### Objectif A
Mettez à jour les enregistrements, tout ce qui va de la ligne contenant « Batch processing job — object class: silver » jusqu'à la ligne contenant « 0 213 23 231 » incluse, en y remplaçant « silver trophy » par « metal cup » sans rien modifier d'autre.

Mesures administratives restrictives et criminalisation implicite
Parallèlement à ces évolutions juridiques, les pouvoirs publics ont adopté des mesures administratives directement contraignantes. L’exemple le plus marquant est celui de l’arrêté préfectoral du 10 septembre 2020, interdisant temporairement la distribution de nourriture dans plusieurs zones de Calais, au nom du « maintien de l’ordre public » et de « la salubrité ». Plusieurs associations ont dénoncé ce texte, estimant qu’il portait atteinte à la dignité humaine et avait pour effet de renforcer la vulnérabilité des exilés.
Depuis 2016, les ONG et bénévoles rapportent également des pressions policières croissantes : intimidations, contrôles abusifs, voire entraves physiques à leurs opérations (Human Rights Watch, 2021). À Calais, des dispositifs matériels tels que la pose de rochers empêchant l’accès aux zones de regroupement des exilés ont été dénoncés comme une stratégie délibérée d’entrave humanitaire.

### Données de l'exercice
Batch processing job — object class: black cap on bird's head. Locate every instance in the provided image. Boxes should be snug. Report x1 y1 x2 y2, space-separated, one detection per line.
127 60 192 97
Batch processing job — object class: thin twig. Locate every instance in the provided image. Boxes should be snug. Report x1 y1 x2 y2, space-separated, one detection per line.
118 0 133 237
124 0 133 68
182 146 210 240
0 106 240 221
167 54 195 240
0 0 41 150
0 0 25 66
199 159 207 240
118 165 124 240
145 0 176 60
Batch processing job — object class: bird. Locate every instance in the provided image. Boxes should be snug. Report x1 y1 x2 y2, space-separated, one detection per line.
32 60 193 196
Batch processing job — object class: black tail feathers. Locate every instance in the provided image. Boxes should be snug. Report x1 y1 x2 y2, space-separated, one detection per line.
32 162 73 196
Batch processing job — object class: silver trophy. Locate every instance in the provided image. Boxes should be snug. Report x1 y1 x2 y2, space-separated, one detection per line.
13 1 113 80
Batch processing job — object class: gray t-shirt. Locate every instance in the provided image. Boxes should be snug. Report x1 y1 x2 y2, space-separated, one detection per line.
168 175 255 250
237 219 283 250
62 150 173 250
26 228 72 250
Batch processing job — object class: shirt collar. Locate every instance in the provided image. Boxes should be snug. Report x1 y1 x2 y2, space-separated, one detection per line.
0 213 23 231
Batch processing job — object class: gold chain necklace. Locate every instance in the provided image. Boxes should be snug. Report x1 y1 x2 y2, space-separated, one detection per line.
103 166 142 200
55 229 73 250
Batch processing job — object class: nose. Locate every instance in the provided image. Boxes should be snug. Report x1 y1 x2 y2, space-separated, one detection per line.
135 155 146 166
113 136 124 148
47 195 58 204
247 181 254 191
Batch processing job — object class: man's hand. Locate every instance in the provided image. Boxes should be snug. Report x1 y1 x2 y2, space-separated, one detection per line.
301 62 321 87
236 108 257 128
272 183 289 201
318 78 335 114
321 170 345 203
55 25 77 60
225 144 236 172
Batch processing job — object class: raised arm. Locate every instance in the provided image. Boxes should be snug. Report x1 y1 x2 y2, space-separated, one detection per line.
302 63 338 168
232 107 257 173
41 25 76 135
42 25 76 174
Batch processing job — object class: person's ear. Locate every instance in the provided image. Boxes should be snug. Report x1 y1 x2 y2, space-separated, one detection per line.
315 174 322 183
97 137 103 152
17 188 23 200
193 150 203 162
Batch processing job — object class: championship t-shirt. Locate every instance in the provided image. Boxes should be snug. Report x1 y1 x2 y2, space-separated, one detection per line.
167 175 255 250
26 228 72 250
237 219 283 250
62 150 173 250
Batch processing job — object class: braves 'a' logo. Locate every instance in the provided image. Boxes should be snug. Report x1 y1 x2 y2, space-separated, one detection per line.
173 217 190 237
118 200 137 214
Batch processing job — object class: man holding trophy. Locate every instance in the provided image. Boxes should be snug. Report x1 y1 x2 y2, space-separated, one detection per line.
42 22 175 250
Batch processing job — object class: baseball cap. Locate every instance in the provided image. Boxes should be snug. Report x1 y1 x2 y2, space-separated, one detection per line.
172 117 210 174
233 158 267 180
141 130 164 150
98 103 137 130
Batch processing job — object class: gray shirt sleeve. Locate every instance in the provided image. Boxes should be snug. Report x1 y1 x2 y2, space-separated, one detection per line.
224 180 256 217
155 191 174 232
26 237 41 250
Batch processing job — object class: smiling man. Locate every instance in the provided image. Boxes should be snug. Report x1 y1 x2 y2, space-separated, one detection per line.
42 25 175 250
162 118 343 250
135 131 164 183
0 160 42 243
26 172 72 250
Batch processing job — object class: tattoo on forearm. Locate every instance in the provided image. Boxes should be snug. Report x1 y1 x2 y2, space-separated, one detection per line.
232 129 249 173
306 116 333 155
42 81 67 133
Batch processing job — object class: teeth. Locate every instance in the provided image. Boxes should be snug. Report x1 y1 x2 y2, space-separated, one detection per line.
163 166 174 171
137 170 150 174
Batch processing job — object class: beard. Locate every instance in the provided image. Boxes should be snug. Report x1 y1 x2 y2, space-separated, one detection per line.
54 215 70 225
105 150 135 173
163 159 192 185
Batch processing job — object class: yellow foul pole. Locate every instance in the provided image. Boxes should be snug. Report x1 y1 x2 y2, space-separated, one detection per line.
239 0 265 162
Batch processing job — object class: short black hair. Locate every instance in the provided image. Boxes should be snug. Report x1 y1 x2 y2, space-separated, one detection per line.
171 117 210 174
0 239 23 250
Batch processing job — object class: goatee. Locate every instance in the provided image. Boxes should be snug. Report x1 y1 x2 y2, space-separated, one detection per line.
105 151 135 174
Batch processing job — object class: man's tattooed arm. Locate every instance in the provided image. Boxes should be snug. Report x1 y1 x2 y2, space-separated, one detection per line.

### Objectif B
Recopiez sans modification, dans le texte sur les mesures administratives à Calais, tout ce qui va de « Mesures administratives restrictives » jusqu'à « vulnérabilité des exilés. ».

### Réponse attendue A
Batch processing job — object class: metal cup. Locate every instance in the provided image. Boxes should be snug. Report x1 y1 x2 y2, space-separated, one detection per line.
13 1 113 80
Batch processing job — object class: gray t-shirt. Locate every instance in the provided image. Boxes should be snug. Report x1 y1 x2 y2, space-separated, one detection per line.
168 175 255 250
237 219 283 250
62 150 173 250
26 228 72 250
Batch processing job — object class: shirt collar. Locate every instance in the provided image. Boxes should be snug. Report x1 y1 x2 y2, space-separated, one detection per line.
0 213 23 231

### Réponse attendue B
Mesures administratives restrictives et criminalisation implicite
Parallèlement à ces évolutions juridiques, les pouvoirs publics ont adopté des mesures administratives directement contraignantes. L’exemple le plus marquant est celui de l’arrêté préfectoral du 10 septembre 2020, interdisant temporairement la distribution de nourriture dans plusieurs zones de Calais, au nom du « maintien de l’ordre public » et de « la salubrité ». Plusieurs associations ont dénoncé ce texte, estimant qu’il portait atteinte à la dignité humaine et avait pour effet de renforcer la vulnérabilité des exilés.